__Set exercise__.
Write out the complete material exactly as it stands.

__Recorded data__.

========================================================================

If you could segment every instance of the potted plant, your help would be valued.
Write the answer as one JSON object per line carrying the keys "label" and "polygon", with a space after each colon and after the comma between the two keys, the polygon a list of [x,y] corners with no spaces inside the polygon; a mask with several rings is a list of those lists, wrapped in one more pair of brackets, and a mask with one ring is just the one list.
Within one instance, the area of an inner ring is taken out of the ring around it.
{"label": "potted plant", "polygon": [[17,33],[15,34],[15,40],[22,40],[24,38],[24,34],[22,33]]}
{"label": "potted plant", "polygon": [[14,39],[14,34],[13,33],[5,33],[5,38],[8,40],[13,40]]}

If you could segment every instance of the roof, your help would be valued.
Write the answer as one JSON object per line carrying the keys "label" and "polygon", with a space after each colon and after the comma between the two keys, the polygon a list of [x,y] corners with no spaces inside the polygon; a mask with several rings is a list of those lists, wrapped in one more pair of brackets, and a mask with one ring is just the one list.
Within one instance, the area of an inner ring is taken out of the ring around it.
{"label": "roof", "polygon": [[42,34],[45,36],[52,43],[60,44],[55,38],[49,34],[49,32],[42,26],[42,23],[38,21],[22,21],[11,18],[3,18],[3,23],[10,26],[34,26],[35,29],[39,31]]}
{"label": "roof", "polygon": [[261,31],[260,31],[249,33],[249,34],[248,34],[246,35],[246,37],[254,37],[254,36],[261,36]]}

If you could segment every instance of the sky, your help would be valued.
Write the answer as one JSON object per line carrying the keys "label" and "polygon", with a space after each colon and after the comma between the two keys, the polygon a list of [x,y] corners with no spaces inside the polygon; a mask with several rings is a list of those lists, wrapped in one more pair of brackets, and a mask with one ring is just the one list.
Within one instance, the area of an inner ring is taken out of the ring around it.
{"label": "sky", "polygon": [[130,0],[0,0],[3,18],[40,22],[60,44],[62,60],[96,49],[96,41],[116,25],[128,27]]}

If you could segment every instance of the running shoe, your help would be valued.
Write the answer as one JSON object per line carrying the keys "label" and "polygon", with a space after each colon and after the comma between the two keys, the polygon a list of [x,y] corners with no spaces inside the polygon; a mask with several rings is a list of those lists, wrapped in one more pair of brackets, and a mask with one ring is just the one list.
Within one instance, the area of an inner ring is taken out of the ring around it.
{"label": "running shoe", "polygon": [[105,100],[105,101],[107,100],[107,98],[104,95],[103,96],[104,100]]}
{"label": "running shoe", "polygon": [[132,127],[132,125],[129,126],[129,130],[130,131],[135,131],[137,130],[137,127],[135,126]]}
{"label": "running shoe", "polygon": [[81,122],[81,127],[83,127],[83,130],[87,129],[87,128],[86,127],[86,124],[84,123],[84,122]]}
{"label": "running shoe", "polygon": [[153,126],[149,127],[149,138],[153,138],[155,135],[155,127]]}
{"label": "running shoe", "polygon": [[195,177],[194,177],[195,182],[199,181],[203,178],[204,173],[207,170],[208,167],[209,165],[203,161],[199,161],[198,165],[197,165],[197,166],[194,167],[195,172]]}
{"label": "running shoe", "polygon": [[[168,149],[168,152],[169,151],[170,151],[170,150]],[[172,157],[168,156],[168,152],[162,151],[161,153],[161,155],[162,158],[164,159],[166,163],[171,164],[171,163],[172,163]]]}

========================================================================

__Finished task__.
If you could segment every instance of the potted plant, your help would be valued.
Write the answer as one JSON object per line carrying the keys "label" and "polygon", with a space after each colon and after the comma between the two keys, the polygon a list of [x,y] corners with no spaces inside the polygon; a mask with several rings is a list of those lists, wrapped in one more pair of brackets, and a mask with one ring is just the one list.
Within one instance, the area of an inner ring is taken out of the ring around it.
{"label": "potted plant", "polygon": [[17,33],[15,34],[15,40],[22,40],[24,38],[24,34],[22,33]]}
{"label": "potted plant", "polygon": [[14,39],[14,34],[13,33],[5,33],[5,38],[8,40],[13,40]]}

If you could segment every instance of the roof, your help would be valued.
Write the answer as one JSON object per line carrying the keys "label" and "polygon", with a space after each colon and after the comma between the two keys, the polygon a list of [x,y] corners with no spaces inside the polygon; a mask with several rings is a list of those lists, wrapped in one more pair of brackets, and a mask with one ring is just the one list.
Within one instance, the area of an inner ring is taken out of the ring around it.
{"label": "roof", "polygon": [[42,34],[45,36],[52,43],[60,44],[55,38],[49,34],[49,32],[42,26],[42,23],[38,21],[22,21],[11,18],[3,18],[3,23],[10,26],[34,26],[35,29],[39,31]]}
{"label": "roof", "polygon": [[261,31],[260,31],[249,33],[249,34],[248,34],[246,35],[246,37],[254,37],[254,36],[261,36]]}

If you could segment every instance of the sky, your help would be valued.
Write the answer as one JSON object per line carrying the keys "label" and "polygon", with a space after each colon and after the comma between the two keys, the polygon a list of [x,y] corners with no spaces inside the polygon; a mask with several rings is a list of those lists, wrapped in one more pair of brackets, and a mask with one ring is just the one list.
Within one instance, the area of an inner ring is taken out of the ring around it.
{"label": "sky", "polygon": [[130,0],[0,0],[3,18],[40,22],[60,44],[62,60],[96,49],[96,41],[116,25],[128,27]]}

If you could segment every instance of the running shoe, your help would be valued.
Write the answer as one JSON object per line carrying the keys "label" and "polygon", with a space after each colon and after the comma between the two keys, the polygon a list of [x,y] corners with no spaces inside the polygon; a mask with several rings is a list of those lists, wrapped in one more pair of brackets, and a mask with one ring is just the one list.
Within one instance, the area of an inner ring is taken out of the ring around it.
{"label": "running shoe", "polygon": [[105,100],[105,101],[107,100],[107,98],[104,95],[103,96],[104,100]]}
{"label": "running shoe", "polygon": [[132,127],[132,125],[129,126],[129,130],[130,131],[135,131],[137,130],[137,127],[135,126]]}
{"label": "running shoe", "polygon": [[81,122],[81,127],[83,127],[83,130],[87,129],[87,128],[86,127],[86,124],[84,123],[84,122]]}
{"label": "running shoe", "polygon": [[153,126],[149,127],[149,138],[153,138],[155,135],[155,127]]}
{"label": "running shoe", "polygon": [[195,177],[194,177],[195,182],[199,181],[203,178],[204,173],[207,170],[208,167],[209,165],[203,161],[199,161],[198,165],[197,165],[197,166],[194,167],[195,172]]}
{"label": "running shoe", "polygon": [[[168,149],[168,152],[169,151],[170,151],[170,150]],[[172,157],[168,156],[168,152],[162,151],[161,153],[161,155],[162,158],[164,159],[166,163],[171,164],[171,163],[172,163]]]}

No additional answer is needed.